REQUIREMENT: Below is a block of data; give all of it again word for word.

[Start of Attachment]

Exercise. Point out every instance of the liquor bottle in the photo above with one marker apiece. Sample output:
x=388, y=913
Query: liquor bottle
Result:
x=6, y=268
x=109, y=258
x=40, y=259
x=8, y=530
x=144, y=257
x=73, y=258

[End of Attachment]

RESPONSE TO THE TASK:
Exercise. Point out every instance of the liquor bottle in the photo above with one marker apiece. Sample output:
x=388, y=913
Query: liquor bottle
Result:
x=6, y=268
x=109, y=258
x=40, y=259
x=8, y=530
x=144, y=257
x=73, y=258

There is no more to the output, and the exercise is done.